Madhya Pradesh Just Did One of Its Biggest Police Reshuffles in Recent Memory – and There’s a Lot Going On Beneath the Surface
74 officers. 8 IPS. 30 districts.

One politically charged promotion. Two husband-wife bureaucratic pairs landing in the same cities. And a young IPS officer who stood his ground against a ruling party MLA now getting a step up rather than a step back.

The Madhya Pradesh Home Department’s transfer order issued on Friday is a lot to unpack. On the surface, it reads like a routine administrative reshuffle — officers moved around, new responsibilities assigned, long-tenure postings rotated. But dig a little and there are some genuinely interesting stories running through this list.

Ayush Jakhar — The Name Everyone Is Talking About

Start here, because this is the transfer that has attracted the most attention — and for good reason.

Ayush Jakhar is a 2022-batch IPS officer who was serving as SDOP in Karera, which falls under Shivpuri district. He has now been promoted to Additional Superintendent of Police and posted in Jabalpur. That’s a significant move upward for a young officer still early in his career.
But the reason his name has been circulating has everything to do with what happened before this transfer order came through.

A case came up involving Dinesh Lodhi — the son of BJP MLA Pritam Singh Lodhi. The allegation was that Dinesh Lodhi had hit pedestrians with a Thar vehicle in Pichhore. Jakhar, doing his job, called the accused in for questioning and issued a reprimand at the station. Standard police procedure when someone is accused of reckless conduct that harms others.

What followed was not standard. The MLA, Pritam Singh Lodhi, reportedly took serious exception to his son being handled this way. He made his displeasure known — loudly enough that it registered — and reportedly demanded a clarification from Jakhar within 15 days, with warnings attached.

This is the kind of situation that puts a junior officer in an extremely uncomfortable spot. Do your job properly and face political heat, or back down and compromise the investigation. Jakhar apparently didn’t back down. The matter escalated to the point where the IPS Association stepped in, seeking intervention from senior authorities to protect the officer.

And now, with the transfer orders out, Jakhar hasn’t been shunted to some inconsequential posting as a quiet punishment. He’s been promoted and sent to Jabalpur. Whether you read that as the administration standing by an officer who acted with integrity, or simply as a coincidental reshuffle that happened to include him — the optics, at least, are that the system didn’t crush him for doing his job.

---------------

▸ Stated problem: Name every place mentioned in the police reshuffle article, in the order each first appears. Rely only on the police reshuffle article for the work on this page.

▸ Record excerpts:
---------------

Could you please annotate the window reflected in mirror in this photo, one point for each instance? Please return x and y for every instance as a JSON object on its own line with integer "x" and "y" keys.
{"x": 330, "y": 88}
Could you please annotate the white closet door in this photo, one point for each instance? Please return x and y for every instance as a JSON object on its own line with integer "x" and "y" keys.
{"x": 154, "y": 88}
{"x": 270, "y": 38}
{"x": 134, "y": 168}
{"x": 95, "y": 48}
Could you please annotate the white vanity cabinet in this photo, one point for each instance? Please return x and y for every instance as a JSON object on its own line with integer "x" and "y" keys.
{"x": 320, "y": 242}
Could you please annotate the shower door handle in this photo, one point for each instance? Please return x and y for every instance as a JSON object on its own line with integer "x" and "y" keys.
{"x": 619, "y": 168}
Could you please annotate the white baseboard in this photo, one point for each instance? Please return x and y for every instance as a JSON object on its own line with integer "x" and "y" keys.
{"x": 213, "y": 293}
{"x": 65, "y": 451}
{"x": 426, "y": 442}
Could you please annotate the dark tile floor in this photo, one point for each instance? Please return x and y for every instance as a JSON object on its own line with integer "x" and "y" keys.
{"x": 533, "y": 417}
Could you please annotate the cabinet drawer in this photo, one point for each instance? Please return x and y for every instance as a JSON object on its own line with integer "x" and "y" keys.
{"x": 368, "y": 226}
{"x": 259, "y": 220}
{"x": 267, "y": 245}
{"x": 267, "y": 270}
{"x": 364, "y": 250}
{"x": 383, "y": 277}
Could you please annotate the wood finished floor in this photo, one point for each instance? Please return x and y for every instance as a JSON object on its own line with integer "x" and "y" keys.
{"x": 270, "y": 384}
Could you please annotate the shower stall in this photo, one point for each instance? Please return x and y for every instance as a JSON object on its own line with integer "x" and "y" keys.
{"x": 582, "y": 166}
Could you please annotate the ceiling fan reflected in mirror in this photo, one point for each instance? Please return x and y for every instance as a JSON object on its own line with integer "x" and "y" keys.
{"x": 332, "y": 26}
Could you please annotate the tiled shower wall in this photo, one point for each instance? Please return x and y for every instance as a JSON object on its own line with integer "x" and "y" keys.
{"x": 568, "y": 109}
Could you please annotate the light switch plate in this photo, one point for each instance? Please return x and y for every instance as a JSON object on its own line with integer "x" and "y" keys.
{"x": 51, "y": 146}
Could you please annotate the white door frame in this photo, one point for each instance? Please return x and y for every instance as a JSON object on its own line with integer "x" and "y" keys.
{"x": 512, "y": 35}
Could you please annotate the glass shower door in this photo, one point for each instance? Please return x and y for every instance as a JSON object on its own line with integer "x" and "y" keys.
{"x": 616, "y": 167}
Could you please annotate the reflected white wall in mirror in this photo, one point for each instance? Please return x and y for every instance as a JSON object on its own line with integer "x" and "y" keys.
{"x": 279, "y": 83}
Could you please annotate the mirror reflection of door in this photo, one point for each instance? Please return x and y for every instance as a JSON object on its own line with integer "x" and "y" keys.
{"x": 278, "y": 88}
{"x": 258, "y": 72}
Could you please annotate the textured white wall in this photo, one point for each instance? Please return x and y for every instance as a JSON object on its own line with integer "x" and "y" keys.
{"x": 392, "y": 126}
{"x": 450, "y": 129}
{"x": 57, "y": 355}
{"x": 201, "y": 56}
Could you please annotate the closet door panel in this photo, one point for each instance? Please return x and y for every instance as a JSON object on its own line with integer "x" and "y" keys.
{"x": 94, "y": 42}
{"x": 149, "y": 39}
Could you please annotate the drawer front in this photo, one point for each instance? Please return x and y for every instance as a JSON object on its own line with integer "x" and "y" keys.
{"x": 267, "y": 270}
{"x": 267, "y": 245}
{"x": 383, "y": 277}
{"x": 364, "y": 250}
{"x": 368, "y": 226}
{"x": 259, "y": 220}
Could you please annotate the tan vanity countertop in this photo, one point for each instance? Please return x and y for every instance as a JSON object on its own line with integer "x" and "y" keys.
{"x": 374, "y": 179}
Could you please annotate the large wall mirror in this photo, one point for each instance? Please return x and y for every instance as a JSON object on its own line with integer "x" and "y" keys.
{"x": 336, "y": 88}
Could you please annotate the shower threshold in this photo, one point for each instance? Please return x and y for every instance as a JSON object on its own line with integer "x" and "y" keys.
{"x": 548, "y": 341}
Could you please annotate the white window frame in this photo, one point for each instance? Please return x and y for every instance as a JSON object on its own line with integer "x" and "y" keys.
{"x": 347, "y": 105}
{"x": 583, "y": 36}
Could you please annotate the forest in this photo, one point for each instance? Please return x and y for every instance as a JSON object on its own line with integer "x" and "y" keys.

---------------

▸ Result for this exercise: Madhya Pradesh, Karera, Shivpuri, Jabalpur, Pichhore